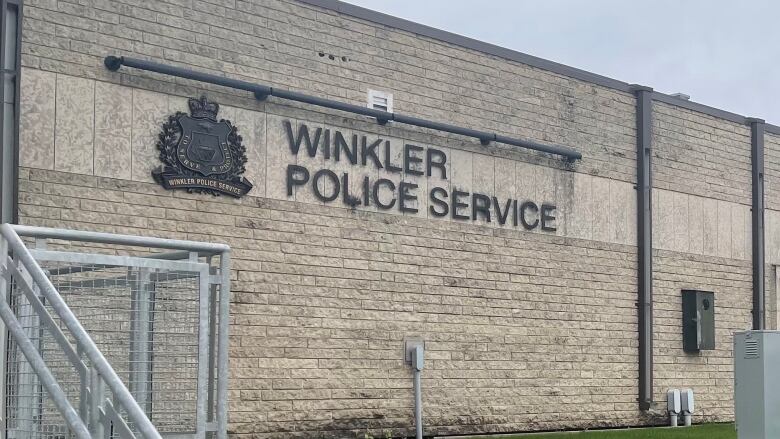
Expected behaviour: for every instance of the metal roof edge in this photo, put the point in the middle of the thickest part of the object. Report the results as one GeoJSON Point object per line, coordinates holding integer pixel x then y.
{"type": "Point", "coordinates": [513, 55]}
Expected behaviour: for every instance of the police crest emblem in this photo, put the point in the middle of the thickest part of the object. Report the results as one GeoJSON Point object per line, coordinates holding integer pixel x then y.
{"type": "Point", "coordinates": [201, 153]}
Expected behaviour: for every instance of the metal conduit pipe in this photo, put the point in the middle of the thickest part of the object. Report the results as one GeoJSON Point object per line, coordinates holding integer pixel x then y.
{"type": "Point", "coordinates": [261, 92]}
{"type": "Point", "coordinates": [90, 350]}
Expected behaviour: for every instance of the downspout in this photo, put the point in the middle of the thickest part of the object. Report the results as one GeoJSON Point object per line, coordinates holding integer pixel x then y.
{"type": "Point", "coordinates": [644, 108]}
{"type": "Point", "coordinates": [757, 127]}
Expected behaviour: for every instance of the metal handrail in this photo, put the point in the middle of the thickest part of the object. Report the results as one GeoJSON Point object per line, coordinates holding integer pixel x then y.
{"type": "Point", "coordinates": [261, 92]}
{"type": "Point", "coordinates": [37, 364]}
{"type": "Point", "coordinates": [110, 238]}
{"type": "Point", "coordinates": [85, 342]}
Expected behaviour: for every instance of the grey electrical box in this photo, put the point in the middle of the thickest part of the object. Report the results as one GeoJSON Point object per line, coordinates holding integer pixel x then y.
{"type": "Point", "coordinates": [757, 384]}
{"type": "Point", "coordinates": [698, 320]}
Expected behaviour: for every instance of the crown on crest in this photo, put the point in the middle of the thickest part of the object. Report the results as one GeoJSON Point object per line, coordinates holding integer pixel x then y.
{"type": "Point", "coordinates": [203, 108]}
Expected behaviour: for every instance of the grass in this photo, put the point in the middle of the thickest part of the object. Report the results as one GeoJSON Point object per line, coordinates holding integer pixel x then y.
{"type": "Point", "coordinates": [707, 431]}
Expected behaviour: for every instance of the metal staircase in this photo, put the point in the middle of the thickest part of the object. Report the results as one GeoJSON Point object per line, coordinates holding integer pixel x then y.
{"type": "Point", "coordinates": [107, 337]}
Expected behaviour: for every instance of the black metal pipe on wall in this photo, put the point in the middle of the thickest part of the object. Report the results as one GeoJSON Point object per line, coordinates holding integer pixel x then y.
{"type": "Point", "coordinates": [261, 92]}
{"type": "Point", "coordinates": [757, 127]}
{"type": "Point", "coordinates": [644, 108]}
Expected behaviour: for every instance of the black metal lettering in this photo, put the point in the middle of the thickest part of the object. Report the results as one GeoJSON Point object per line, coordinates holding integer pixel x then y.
{"type": "Point", "coordinates": [547, 217]}
{"type": "Point", "coordinates": [333, 178]}
{"type": "Point", "coordinates": [369, 151]}
{"type": "Point", "coordinates": [480, 204]}
{"type": "Point", "coordinates": [375, 193]}
{"type": "Point", "coordinates": [388, 163]}
{"type": "Point", "coordinates": [366, 191]}
{"type": "Point", "coordinates": [340, 144]}
{"type": "Point", "coordinates": [349, 199]}
{"type": "Point", "coordinates": [296, 176]}
{"type": "Point", "coordinates": [404, 195]}
{"type": "Point", "coordinates": [436, 159]}
{"type": "Point", "coordinates": [411, 161]}
{"type": "Point", "coordinates": [523, 208]}
{"type": "Point", "coordinates": [303, 135]}
{"type": "Point", "coordinates": [445, 208]}
{"type": "Point", "coordinates": [502, 216]}
{"type": "Point", "coordinates": [456, 204]}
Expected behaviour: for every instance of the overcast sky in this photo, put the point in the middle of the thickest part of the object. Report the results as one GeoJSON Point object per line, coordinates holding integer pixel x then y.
{"type": "Point", "coordinates": [725, 54]}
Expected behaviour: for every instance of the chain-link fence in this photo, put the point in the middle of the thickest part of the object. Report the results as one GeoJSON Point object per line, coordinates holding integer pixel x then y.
{"type": "Point", "coordinates": [153, 318]}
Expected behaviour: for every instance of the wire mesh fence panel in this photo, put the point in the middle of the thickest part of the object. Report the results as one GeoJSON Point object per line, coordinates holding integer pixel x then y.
{"type": "Point", "coordinates": [145, 321]}
{"type": "Point", "coordinates": [30, 412]}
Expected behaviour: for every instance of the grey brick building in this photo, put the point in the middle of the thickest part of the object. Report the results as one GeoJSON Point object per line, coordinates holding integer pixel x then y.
{"type": "Point", "coordinates": [531, 277]}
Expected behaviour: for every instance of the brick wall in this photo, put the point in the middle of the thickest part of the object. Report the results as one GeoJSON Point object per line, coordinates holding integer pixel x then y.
{"type": "Point", "coordinates": [525, 330]}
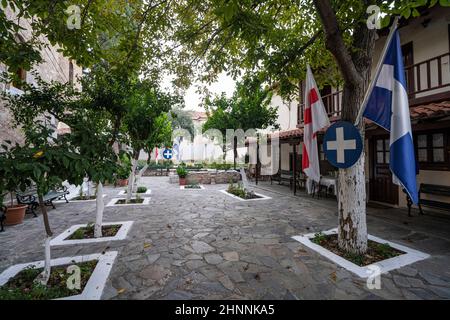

> TASK GOAL
Rewrite every item above, changing "thickest part" to "widest part" and keeping everything else the same. Omit the pictures from your answer.

> TASK OUTPUT
Expected behaviour: for every instance of the metal roof edge in this photo, put the point in the middle of the widest part of the object. Report the results as one GeoJSON Point object per line, coordinates holding integer pixel x then y.
{"type": "Point", "coordinates": [513, 55]}
Expected behaviour: for every instance of the police crest emblem in this photo, put the point in the middle of the widest part of the object. Report the results as one GeoJSON Point object per line, coordinates holding integer pixel x then y.
{"type": "Point", "coordinates": [201, 153]}
Expected behaviour: for every instance of the metal conduit pipe in this photo, put the point in the middle of the widest part of the object. Report the results as one GeoJSON Point object per line, coordinates holding integer pixel x then y.
{"type": "Point", "coordinates": [261, 92]}
{"type": "Point", "coordinates": [90, 350]}
Expected behaviour: for every instance of the downspout in this photo, put the point in the middle of the widest part of the object. Report the results as one GeoJSON Point object per line, coordinates holding integer pixel x then y.
{"type": "Point", "coordinates": [644, 108]}
{"type": "Point", "coordinates": [757, 127]}
Expected behaviour: for every instance of the metal handrail in this photo, put the point in the middle of the widest part of the object. Report the results as one GeoJSON Point object per line, coordinates holding integer pixel x then y.
{"type": "Point", "coordinates": [261, 92]}
{"type": "Point", "coordinates": [37, 364]}
{"type": "Point", "coordinates": [110, 238]}
{"type": "Point", "coordinates": [85, 342]}
Expected behaviour: for every instance of the grey electrical box in this photo, put the point in the middle of the widest part of the object. Report the results as one GeoJSON Point object per line, coordinates holding integer pixel x then y.
{"type": "Point", "coordinates": [757, 384]}
{"type": "Point", "coordinates": [698, 320]}
Expected behaviour: for every instance of the crown on crest in this photo, put the point in the middle of the widest part of the object. Report the results as one GeoJSON Point object per line, coordinates holding integer pixel x then y.
{"type": "Point", "coordinates": [203, 108]}
Expected behaviour: for every instance of the grass in this photo, put the point in the middle of the widest part of the object. Report the results as one GeoJSON Point object per line, coordinates holding integer pixel x then y.
{"type": "Point", "coordinates": [707, 431]}
Expected behaviour: for every instance of the metal staircase in this photo, put the point in the middle of the widest part of the object. Report the results as one GeoJSON Point object per line, coordinates holding integer pixel x then y.
{"type": "Point", "coordinates": [107, 337]}
Expected behaviour: for every instance of the black metal pipe on wall in this photo, put the point in the middle of the widest part of the object. Report the results as one GeoJSON Point object per line, coordinates holding integer pixel x then y.
{"type": "Point", "coordinates": [261, 92]}
{"type": "Point", "coordinates": [757, 127]}
{"type": "Point", "coordinates": [644, 108]}
Expected behaviour: for every instance of the black metal lettering in this photo, put the point in the middle of the widest part of the object. Report the results as one GeoJSON Point object per line, coordinates holding integer pixel x then y.
{"type": "Point", "coordinates": [547, 217]}
{"type": "Point", "coordinates": [333, 178]}
{"type": "Point", "coordinates": [369, 151]}
{"type": "Point", "coordinates": [480, 204]}
{"type": "Point", "coordinates": [375, 193]}
{"type": "Point", "coordinates": [388, 163]}
{"type": "Point", "coordinates": [366, 191]}
{"type": "Point", "coordinates": [340, 144]}
{"type": "Point", "coordinates": [349, 199]}
{"type": "Point", "coordinates": [296, 176]}
{"type": "Point", "coordinates": [404, 195]}
{"type": "Point", "coordinates": [436, 159]}
{"type": "Point", "coordinates": [411, 161]}
{"type": "Point", "coordinates": [523, 208]}
{"type": "Point", "coordinates": [303, 135]}
{"type": "Point", "coordinates": [445, 208]}
{"type": "Point", "coordinates": [502, 216]}
{"type": "Point", "coordinates": [456, 204]}
Expected behaviour: for every instance of the overcast sky in this photo, put the point in the middle of the widest part of the object. Report the results as one GeoJSON Point object per line, coordinates holding integer pixel x then y.
{"type": "Point", "coordinates": [725, 54]}
Expected behaviour: for every instance of the chain-link fence in this photo, put the point in the middle of the widest part of the object. Report the results as one GeoJSON Point object per line, coordinates holding integer pixel x then y.
{"type": "Point", "coordinates": [153, 318]}
Expected behaviour: for every instance of the wire mesh fence panel in this photo, put the point in the middle of the widest part of the object. Report the results as one GeoJSON Point object per line, coordinates holding integer pixel x then y.
{"type": "Point", "coordinates": [145, 321]}
{"type": "Point", "coordinates": [30, 412]}
Expected behaviour: for every instance of the grey brick building in this photo, put the point in the middle of the widest part of the object. Report the results as one GeoJSON Point object per line, coordinates holding integer pixel x then y.
{"type": "Point", "coordinates": [531, 277]}
Expected behaviour: for every instance of the brick wall in this photo, put the point in the middle of the widest part of the object. Report the results as one GeoJSON Point object per line, coordinates holding integer pixel x then y.
{"type": "Point", "coordinates": [525, 330]}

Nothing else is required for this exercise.